Render all of the material below as a numbered list, one line per item, with any blank lines omitted.

'''

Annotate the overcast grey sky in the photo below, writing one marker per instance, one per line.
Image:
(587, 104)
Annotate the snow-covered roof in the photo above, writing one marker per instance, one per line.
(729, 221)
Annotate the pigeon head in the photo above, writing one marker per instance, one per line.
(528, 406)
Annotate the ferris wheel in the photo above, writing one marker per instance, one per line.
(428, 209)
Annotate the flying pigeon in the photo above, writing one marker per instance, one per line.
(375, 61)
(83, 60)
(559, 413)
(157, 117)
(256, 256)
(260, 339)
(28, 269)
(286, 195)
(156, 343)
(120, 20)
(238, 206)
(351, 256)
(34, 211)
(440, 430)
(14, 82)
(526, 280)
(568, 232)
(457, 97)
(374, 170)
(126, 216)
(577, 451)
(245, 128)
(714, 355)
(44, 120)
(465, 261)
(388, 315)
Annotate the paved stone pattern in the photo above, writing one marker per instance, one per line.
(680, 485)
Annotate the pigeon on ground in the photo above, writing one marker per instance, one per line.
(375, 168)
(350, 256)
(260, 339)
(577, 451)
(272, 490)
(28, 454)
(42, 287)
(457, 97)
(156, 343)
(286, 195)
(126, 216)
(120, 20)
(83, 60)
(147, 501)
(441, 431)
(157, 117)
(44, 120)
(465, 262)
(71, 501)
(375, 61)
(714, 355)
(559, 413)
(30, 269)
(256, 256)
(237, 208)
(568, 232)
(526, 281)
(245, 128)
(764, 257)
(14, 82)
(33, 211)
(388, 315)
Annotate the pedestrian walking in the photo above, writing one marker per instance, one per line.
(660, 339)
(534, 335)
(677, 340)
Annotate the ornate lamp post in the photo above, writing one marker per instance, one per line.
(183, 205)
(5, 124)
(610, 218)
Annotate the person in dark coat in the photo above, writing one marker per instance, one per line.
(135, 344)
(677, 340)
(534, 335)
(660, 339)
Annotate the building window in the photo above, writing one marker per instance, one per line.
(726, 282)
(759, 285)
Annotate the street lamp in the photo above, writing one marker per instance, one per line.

'''

__TASK SOLUTION__.
1. Annotate the overcast grey sky in the photo below, writing one marker per instance, one per line.
2. Image:
3. (587, 104)
4. Annotate the snow-covered roof in the photo above, writing one marker per instance, one per line.
5. (729, 221)
6. Annotate the pigeon head in the photo above, writing one marker per instance, one per line.
7. (528, 406)
8. Annotate the ferris wheel in the photo above, writing one marker per instance, one per line.
9. (428, 209)
10. Annotate the flying pigeon in the photo above, writing one marker per instance, one per line.
11. (375, 61)
12. (83, 60)
13. (559, 413)
14. (157, 117)
15. (256, 256)
16. (260, 339)
17. (28, 269)
18. (286, 195)
19. (156, 343)
20. (120, 20)
21. (238, 206)
22. (351, 256)
23. (34, 211)
24. (440, 430)
25. (14, 82)
26. (526, 280)
27. (568, 232)
28. (457, 97)
29. (374, 170)
30. (126, 216)
31. (577, 451)
32. (245, 128)
33. (714, 355)
34. (44, 120)
35. (465, 261)
36. (388, 315)
37. Annotate the paved stone pattern in the photo above, writing one marker per instance, one per line.
38. (680, 485)
39. Annotate the pigeon on ground in the photo above, writing one marker per instance, one per line.
40. (375, 168)
41. (350, 256)
42. (260, 339)
43. (577, 451)
44. (272, 490)
45. (28, 454)
46. (42, 287)
47. (457, 97)
48. (156, 343)
49. (286, 195)
50. (126, 216)
51. (120, 20)
52. (83, 60)
53. (147, 501)
54. (441, 431)
55. (157, 117)
56. (44, 120)
57. (465, 262)
58. (71, 501)
59. (375, 61)
60. (714, 355)
61. (559, 413)
62. (30, 269)
63. (256, 256)
64. (237, 208)
65. (568, 232)
66. (526, 281)
67. (245, 128)
68. (764, 257)
69. (14, 82)
70. (33, 211)
71. (388, 315)
72. Annotate the pedestrian walking in the photo above, writing one marker per instance, one per line.
73. (660, 339)
74. (534, 335)
75. (677, 340)
76. Annotate the ornate lamp post in the photo above, writing one marker per instance, one per line.
77. (183, 205)
78. (5, 124)
79. (610, 218)
80. Annotate the person in dark coat in the photo above, writing one marker per instance, one per line.
81. (135, 344)
82. (677, 340)
83. (534, 335)
84. (660, 339)
85. Annotate the building window in the photo above, writing one marker per instance, one per line.
86. (726, 282)
87. (759, 285)
88. Annotate the street lamp in the photo above, writing one marker per instance, one per line.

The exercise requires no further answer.